*Description of the task*: Return the data verbatim, without pictures.

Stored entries
------------------------------

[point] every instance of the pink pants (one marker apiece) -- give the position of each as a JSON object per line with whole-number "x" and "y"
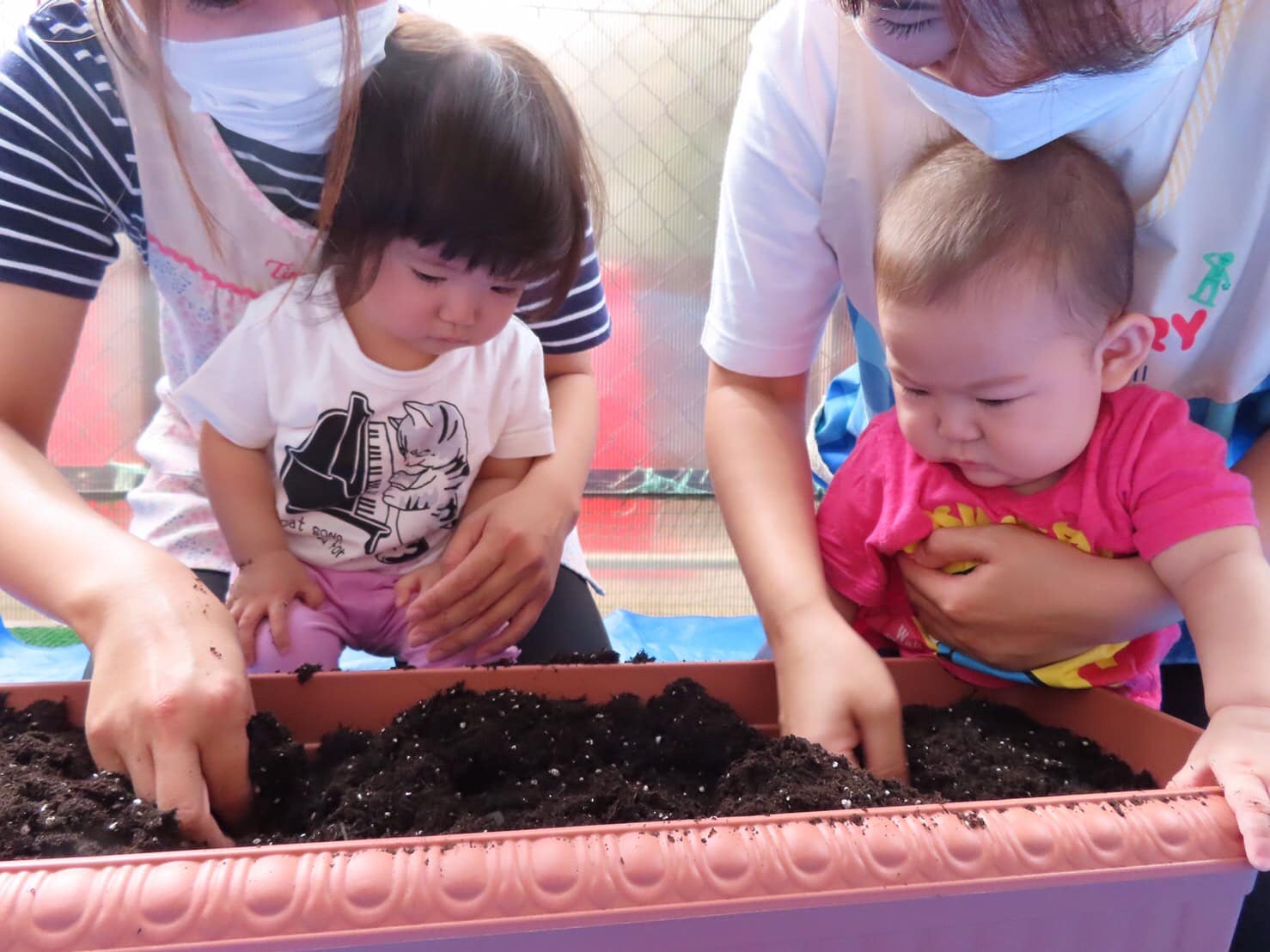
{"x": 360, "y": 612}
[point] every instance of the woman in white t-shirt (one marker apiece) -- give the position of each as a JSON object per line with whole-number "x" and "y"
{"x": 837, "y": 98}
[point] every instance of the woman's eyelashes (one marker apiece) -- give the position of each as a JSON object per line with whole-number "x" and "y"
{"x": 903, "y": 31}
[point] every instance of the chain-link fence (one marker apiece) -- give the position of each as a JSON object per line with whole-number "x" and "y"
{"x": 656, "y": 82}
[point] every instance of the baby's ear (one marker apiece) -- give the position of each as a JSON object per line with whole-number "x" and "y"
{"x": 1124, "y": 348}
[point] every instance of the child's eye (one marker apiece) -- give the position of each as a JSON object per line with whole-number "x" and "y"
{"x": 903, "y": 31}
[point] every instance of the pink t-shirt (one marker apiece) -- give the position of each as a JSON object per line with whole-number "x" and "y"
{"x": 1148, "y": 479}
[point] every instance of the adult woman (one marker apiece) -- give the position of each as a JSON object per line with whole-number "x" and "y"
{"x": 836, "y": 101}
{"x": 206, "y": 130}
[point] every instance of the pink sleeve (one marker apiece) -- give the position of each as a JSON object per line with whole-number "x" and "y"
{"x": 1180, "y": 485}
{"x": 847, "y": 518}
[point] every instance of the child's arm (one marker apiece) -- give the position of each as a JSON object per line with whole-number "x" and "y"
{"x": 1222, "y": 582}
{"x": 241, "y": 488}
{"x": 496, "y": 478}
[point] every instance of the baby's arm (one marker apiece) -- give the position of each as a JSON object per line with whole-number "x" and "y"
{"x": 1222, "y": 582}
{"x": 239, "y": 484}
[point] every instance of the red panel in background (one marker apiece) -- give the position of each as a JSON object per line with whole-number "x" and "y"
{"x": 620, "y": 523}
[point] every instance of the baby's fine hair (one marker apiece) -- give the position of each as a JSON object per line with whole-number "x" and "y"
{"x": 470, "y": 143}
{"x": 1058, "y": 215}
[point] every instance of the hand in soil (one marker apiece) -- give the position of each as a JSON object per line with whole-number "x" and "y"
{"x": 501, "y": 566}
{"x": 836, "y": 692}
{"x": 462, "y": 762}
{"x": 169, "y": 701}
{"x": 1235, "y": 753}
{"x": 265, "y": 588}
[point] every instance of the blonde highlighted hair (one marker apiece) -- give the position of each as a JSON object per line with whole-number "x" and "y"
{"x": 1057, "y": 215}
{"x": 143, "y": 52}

------------------------------

*Answer*:
[point] every instance of the pink pants (one marker apiece) -- give the position of each as a JSON object per line with whole-number "x" and "y"
{"x": 360, "y": 612}
[point] every instance of the woman in white t-shirt (one marker apiece) -- give the position of each as a JSON object per line with whole-number "x" and "y"
{"x": 837, "y": 98}
[point] every instance of the woman's eyelashes (one marker apiece) -- give the position of each as a JSON object per line with whole-number "x" and "y"
{"x": 903, "y": 31}
[point] every instance of the chain-link fence (one marker apiece) -- give the position of each as a JSON object per line with whole-number "x" and "y"
{"x": 656, "y": 82}
[point] every instance of the baby's ear (one marker apiece) -- give the position of each as a JSON object per line with whole-number "x" and "y"
{"x": 1124, "y": 348}
[point] every instance of the child's eye (one marker apiece) -- give the position of each as a JSON object per line with whole-number "x" and "y"
{"x": 903, "y": 31}
[point] every instance of the pink t-shirt (one marker apiece) -- give the position of each as a JSON object per line with whole-number "x" and "y"
{"x": 1148, "y": 479}
[point] every instance of the adult woman (one marker apiece) -- give the position of each as a JSON object per line with whole-number "x" and "y"
{"x": 836, "y": 101}
{"x": 206, "y": 130}
[point] every instance of the pink sleeve (one marker apiece) -- give the position of each as a JSON object per line with whole-number "x" and "y"
{"x": 1180, "y": 485}
{"x": 847, "y": 518}
[point] every instance of the child's arm (one marker apiece) -- give the position of each as a JSON object per line with whole-number "x" and "y"
{"x": 1222, "y": 582}
{"x": 241, "y": 488}
{"x": 496, "y": 478}
[point] every instance of the baby's arm (one marker apiece) -- give the position of each as a JSON object per line with whole-number "x" and "y"
{"x": 1222, "y": 582}
{"x": 239, "y": 484}
[point] every instance of the red panel in background (one marker apiece) -- give the position of each as a JSON object per line with whole-number "x" and "y"
{"x": 620, "y": 523}
[point] every instance of the baby's fine hair (one marker apiece) -- give the position of each as a JSON object per line with whole-number "x" and "y"
{"x": 470, "y": 143}
{"x": 1058, "y": 215}
[point] every instance of the hand in soil (one marker apiece) -- give the position of each as a JSON object per line with whole-number "x" and "y"
{"x": 501, "y": 566}
{"x": 836, "y": 692}
{"x": 462, "y": 762}
{"x": 169, "y": 701}
{"x": 1235, "y": 753}
{"x": 265, "y": 588}
[point] every instance of the blonde highlighted hair (one marker apiece) -- give the position of each as a JSON object per line with whole-number "x" and "y"
{"x": 1057, "y": 215}
{"x": 143, "y": 52}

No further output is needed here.